_Data items_
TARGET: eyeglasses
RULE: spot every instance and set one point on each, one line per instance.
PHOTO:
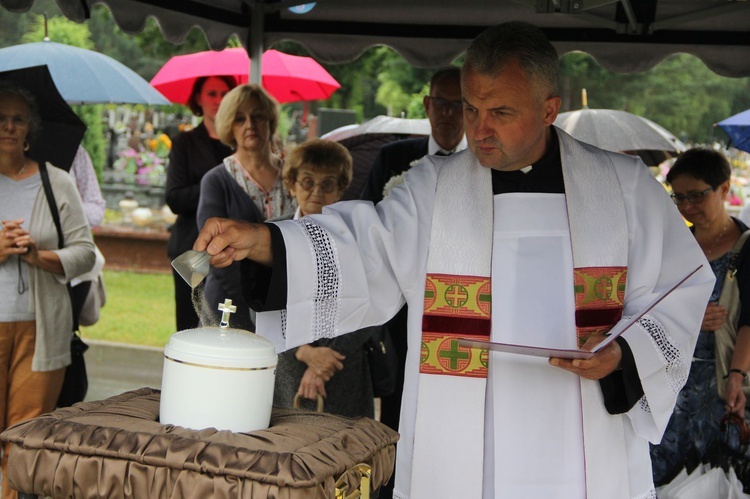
(445, 105)
(327, 186)
(691, 197)
(16, 120)
(255, 117)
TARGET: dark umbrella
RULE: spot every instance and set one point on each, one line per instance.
(738, 129)
(62, 130)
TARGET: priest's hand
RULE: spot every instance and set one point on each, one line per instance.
(714, 317)
(311, 385)
(323, 361)
(228, 241)
(735, 397)
(602, 364)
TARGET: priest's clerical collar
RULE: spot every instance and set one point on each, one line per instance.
(544, 175)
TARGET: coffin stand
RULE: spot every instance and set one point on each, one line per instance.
(116, 448)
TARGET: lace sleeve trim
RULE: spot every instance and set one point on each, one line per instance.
(328, 274)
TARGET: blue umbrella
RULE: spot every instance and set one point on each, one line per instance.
(83, 76)
(738, 129)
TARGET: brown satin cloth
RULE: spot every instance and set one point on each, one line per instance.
(116, 448)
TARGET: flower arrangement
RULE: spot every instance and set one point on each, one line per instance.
(145, 166)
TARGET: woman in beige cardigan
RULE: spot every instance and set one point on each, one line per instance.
(35, 313)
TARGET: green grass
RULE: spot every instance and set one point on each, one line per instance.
(139, 309)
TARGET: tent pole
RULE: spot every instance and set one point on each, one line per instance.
(255, 43)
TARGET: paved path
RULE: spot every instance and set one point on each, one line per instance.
(114, 368)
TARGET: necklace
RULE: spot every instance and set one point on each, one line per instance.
(19, 172)
(718, 238)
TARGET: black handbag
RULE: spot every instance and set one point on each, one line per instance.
(76, 382)
(383, 360)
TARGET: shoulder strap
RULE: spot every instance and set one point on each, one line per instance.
(56, 217)
(52, 203)
(732, 269)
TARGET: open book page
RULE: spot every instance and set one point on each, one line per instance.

_PROBLEM STATEMENT_
No picture belongs in the answer; the rest of the records must be repeated exactly.

_ANSWER BELOW_
TARGET: eyeglasses
RULE: spot every instance and set one point on each, one line per instance.
PHOTO:
(445, 105)
(327, 186)
(691, 197)
(16, 120)
(255, 117)
TARGET: dark umbrella
RULE: spot every instance and set one point on each, one line per instance.
(738, 129)
(62, 130)
TARGET: priest's hand
RULE: spot every instance and set one point on each, one line per instance.
(714, 317)
(311, 385)
(323, 361)
(228, 241)
(735, 397)
(602, 364)
TARGET: priest's clerical collar
RULE: spot every instance and set one point on each, one line per instance.
(544, 175)
TARGET: coffin stand
RULE: spot every instance and set one point on each, one line per instance.
(116, 448)
TARGET: lace sleeve trim
RULE: spot every instance and set one point on each, one line per instance.
(328, 274)
TARGET: blue umbrella
RULE: spot every instance and set one point on each, one line per instance.
(83, 76)
(738, 129)
TARGET: brown satin cloth
RULE: spot every instance and set one point on each, one line per instance.
(116, 448)
TARGET: flower arrangement
RULE: spot every instance and set one point on each, one line per instance.
(145, 166)
TARGET: woman in beige cardigan
RULE: spot every instance and set one point on each, one line per instance.
(35, 313)
TARGET: green grass
RULE: spot every instance and set one point on each, one line per instance.
(139, 309)
TARGET: tent pole
RULE: spot every instance and set one point on each, one line per instance.
(255, 43)
TARGET: paved path
RULE: spot every instance and set one point on each, one line per instance.
(114, 368)
TARGET: necklace
RULE: spot every instance and set one point on each, one line per instance.
(19, 172)
(718, 238)
TARGET: black handbag
RULE: spot every instance and set one point on each, one line per instance.
(76, 382)
(383, 360)
TARGET: shoulder strap
RULE: spot every instance and set one point on each, one line per instance.
(56, 217)
(52, 203)
(732, 269)
TARGET: open book page
RULE: spot every instance and set one point on each, one line per instance.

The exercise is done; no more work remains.